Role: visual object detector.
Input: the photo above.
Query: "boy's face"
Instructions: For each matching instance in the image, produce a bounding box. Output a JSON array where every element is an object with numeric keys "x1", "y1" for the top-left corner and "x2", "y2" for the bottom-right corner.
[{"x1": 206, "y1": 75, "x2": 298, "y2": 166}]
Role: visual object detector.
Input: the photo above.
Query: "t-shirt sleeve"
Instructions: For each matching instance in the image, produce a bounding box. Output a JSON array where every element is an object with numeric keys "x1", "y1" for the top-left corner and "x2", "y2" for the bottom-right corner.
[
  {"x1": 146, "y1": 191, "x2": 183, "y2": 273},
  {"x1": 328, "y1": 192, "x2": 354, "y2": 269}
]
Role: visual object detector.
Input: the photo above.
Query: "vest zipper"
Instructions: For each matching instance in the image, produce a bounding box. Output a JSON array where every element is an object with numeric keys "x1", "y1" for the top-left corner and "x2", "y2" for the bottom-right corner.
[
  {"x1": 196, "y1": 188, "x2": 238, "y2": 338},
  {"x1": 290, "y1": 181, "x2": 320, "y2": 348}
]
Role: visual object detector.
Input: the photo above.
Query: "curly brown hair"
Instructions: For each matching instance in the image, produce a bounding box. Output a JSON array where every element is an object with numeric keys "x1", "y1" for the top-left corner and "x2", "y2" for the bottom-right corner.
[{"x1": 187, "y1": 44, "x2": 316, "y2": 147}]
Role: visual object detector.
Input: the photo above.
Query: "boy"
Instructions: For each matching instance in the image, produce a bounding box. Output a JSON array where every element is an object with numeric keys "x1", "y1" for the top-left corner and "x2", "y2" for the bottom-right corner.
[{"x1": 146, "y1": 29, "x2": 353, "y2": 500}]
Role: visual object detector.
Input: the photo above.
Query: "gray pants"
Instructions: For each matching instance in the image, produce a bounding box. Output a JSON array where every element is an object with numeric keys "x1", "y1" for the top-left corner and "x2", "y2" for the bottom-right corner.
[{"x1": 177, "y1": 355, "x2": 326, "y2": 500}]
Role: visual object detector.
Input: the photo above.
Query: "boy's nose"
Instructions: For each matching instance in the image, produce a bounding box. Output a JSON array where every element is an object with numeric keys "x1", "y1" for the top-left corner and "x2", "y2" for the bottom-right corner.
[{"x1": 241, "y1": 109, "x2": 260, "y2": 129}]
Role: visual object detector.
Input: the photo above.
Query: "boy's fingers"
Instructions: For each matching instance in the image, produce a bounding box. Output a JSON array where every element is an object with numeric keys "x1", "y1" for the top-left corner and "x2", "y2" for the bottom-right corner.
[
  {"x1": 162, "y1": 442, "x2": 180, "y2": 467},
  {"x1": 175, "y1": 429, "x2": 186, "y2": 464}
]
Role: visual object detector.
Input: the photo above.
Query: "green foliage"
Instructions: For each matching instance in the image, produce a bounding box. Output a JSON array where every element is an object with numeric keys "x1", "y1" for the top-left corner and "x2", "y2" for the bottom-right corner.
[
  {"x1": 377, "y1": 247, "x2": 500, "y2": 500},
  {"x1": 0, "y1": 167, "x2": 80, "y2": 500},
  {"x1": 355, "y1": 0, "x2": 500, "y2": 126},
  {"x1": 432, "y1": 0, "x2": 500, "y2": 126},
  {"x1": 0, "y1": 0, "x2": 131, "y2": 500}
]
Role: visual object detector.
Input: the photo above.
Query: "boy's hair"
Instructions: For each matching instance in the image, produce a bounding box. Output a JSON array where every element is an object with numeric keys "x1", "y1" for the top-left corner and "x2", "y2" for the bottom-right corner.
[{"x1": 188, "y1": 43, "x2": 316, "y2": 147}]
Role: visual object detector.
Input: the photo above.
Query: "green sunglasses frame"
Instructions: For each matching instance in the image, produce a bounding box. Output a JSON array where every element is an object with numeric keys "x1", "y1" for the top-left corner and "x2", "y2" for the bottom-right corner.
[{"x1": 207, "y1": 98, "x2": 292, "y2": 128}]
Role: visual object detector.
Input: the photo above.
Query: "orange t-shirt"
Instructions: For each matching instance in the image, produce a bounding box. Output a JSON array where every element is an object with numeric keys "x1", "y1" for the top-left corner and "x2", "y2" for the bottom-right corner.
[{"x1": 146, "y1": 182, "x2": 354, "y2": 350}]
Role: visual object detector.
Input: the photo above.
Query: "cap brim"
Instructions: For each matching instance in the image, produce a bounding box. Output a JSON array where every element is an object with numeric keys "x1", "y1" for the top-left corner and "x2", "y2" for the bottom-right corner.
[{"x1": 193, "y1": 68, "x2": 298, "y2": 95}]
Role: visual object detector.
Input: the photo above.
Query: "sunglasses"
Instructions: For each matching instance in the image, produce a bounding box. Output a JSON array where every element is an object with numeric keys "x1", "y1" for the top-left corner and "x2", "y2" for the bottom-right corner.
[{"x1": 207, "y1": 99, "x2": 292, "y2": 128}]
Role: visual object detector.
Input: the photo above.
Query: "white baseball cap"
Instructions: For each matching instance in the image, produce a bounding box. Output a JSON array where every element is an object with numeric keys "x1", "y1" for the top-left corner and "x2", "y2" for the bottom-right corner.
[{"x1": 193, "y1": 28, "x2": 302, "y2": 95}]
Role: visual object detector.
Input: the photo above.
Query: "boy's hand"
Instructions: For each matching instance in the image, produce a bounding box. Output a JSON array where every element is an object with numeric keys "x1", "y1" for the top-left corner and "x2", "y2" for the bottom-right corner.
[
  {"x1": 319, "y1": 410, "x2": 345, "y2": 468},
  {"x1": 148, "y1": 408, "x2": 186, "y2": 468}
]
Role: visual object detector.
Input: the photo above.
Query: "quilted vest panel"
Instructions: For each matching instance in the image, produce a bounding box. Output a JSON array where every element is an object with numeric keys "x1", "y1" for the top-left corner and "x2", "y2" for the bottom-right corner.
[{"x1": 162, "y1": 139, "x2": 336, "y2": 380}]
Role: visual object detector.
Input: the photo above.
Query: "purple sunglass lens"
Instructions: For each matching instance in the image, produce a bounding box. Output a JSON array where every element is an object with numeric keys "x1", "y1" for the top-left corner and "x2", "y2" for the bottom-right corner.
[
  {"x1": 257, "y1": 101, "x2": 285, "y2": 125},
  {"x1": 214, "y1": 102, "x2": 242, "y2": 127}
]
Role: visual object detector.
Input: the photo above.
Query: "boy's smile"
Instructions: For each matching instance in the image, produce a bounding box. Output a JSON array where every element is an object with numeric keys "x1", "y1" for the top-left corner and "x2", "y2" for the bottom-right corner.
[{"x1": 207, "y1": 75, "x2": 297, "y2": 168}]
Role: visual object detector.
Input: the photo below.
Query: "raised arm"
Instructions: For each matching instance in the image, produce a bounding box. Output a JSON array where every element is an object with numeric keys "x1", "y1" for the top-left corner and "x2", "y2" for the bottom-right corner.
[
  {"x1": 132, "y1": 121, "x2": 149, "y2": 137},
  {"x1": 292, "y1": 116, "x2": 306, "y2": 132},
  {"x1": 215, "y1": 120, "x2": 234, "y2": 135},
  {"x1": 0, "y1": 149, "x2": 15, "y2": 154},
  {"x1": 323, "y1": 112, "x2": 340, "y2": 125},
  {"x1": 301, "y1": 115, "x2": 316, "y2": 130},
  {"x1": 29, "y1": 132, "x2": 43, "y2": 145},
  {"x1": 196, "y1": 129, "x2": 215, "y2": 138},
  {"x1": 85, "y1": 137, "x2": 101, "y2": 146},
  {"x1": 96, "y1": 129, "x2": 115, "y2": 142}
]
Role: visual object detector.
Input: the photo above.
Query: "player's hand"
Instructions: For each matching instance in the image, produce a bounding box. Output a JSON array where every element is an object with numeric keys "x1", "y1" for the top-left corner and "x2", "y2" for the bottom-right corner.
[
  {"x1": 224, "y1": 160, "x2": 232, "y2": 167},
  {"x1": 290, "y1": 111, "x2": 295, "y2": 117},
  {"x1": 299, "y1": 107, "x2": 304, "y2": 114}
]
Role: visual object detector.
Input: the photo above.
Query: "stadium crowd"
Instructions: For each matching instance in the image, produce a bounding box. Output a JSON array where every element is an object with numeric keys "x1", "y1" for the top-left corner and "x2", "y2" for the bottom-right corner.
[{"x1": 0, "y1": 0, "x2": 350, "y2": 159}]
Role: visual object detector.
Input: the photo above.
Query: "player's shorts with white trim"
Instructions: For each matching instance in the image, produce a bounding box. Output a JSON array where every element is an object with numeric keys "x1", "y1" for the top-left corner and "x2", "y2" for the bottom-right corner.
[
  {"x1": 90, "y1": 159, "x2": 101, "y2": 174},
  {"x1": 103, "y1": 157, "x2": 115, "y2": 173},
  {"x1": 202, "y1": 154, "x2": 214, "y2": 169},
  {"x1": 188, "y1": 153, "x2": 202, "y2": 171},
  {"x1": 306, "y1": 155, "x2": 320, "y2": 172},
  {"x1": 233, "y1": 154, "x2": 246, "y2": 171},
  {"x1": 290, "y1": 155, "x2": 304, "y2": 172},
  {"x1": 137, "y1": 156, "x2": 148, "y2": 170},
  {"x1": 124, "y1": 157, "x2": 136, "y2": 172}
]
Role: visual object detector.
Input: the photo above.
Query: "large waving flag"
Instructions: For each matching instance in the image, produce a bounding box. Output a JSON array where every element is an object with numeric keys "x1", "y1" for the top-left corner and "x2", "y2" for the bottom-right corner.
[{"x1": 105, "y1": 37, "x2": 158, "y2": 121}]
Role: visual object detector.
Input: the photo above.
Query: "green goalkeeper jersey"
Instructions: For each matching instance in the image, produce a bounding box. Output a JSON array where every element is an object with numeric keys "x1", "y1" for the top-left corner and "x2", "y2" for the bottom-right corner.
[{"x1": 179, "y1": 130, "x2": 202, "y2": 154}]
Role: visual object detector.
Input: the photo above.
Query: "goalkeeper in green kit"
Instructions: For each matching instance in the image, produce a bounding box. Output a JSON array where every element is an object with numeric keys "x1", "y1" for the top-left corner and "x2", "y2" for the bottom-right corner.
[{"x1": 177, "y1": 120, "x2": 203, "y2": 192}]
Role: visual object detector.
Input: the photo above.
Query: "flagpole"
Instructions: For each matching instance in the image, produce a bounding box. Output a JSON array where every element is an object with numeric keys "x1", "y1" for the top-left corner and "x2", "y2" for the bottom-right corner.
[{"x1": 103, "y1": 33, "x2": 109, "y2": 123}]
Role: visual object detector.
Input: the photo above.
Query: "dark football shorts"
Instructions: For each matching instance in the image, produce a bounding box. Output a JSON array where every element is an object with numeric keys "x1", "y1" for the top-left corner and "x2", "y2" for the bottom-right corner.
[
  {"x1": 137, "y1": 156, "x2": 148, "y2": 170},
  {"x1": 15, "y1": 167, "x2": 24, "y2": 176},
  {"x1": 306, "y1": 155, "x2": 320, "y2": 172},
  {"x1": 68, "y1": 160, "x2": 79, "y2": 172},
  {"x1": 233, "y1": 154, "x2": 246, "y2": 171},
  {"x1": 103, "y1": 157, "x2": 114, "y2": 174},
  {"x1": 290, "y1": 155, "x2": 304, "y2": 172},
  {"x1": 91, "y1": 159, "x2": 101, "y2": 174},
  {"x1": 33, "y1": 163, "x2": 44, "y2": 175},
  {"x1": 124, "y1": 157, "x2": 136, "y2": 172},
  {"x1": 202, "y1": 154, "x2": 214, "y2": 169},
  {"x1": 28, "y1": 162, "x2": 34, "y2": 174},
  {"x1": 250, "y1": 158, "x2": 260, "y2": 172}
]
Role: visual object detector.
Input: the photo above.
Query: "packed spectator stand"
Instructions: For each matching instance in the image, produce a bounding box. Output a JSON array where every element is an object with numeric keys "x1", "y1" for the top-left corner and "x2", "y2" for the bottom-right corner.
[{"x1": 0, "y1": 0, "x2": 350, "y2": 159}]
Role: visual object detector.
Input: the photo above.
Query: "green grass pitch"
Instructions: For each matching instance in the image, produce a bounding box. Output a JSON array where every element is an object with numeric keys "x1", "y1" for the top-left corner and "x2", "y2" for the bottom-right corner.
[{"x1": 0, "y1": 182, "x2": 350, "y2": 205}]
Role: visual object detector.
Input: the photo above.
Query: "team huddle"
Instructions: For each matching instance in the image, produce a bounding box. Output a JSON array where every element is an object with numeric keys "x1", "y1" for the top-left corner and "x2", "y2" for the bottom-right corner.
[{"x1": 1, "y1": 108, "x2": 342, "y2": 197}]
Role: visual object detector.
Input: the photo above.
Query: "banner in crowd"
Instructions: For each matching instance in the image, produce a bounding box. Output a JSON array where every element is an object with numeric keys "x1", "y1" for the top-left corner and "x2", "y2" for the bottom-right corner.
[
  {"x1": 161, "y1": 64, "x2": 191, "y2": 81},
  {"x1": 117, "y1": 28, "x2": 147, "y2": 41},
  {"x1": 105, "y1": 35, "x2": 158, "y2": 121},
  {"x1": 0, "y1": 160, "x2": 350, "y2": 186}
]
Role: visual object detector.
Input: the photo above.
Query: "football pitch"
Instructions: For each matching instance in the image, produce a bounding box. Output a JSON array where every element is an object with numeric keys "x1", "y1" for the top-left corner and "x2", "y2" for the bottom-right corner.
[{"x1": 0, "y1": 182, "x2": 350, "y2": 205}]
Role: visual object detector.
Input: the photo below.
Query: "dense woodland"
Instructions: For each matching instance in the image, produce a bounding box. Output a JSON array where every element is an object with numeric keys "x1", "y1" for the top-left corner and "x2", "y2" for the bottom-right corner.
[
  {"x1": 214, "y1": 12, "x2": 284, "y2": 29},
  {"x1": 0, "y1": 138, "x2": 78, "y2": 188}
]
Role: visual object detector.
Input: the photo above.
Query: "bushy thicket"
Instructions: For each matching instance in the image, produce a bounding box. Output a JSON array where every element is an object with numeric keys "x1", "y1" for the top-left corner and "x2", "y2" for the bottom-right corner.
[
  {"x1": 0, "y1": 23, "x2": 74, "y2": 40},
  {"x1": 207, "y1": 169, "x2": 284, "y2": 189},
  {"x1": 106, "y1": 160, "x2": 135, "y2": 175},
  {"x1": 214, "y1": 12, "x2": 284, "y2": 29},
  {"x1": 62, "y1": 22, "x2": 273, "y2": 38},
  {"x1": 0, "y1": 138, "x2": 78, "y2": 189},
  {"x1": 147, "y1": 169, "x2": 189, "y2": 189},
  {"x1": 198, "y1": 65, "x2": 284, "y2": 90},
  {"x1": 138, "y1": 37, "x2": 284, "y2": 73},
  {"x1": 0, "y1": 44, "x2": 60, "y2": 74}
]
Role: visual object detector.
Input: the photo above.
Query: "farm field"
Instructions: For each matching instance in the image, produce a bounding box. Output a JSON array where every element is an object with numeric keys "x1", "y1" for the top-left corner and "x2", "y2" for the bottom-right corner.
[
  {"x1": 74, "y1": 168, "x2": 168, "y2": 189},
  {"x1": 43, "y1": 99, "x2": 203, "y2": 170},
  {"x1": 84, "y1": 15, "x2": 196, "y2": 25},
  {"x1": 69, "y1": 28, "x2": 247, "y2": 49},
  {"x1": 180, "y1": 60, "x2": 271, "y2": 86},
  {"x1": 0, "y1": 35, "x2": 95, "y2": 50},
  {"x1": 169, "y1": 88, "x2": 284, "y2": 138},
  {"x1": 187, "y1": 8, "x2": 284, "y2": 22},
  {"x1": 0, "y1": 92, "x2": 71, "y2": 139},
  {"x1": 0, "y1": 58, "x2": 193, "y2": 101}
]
◆ ◆ ◆
# INSTRUCTIONS TO FOLLOW:
Return every line of the records that contains the string "shorts".

# IN RESPONSE:
Query: "player's shorts with white trim"
Query: "dark football shorts"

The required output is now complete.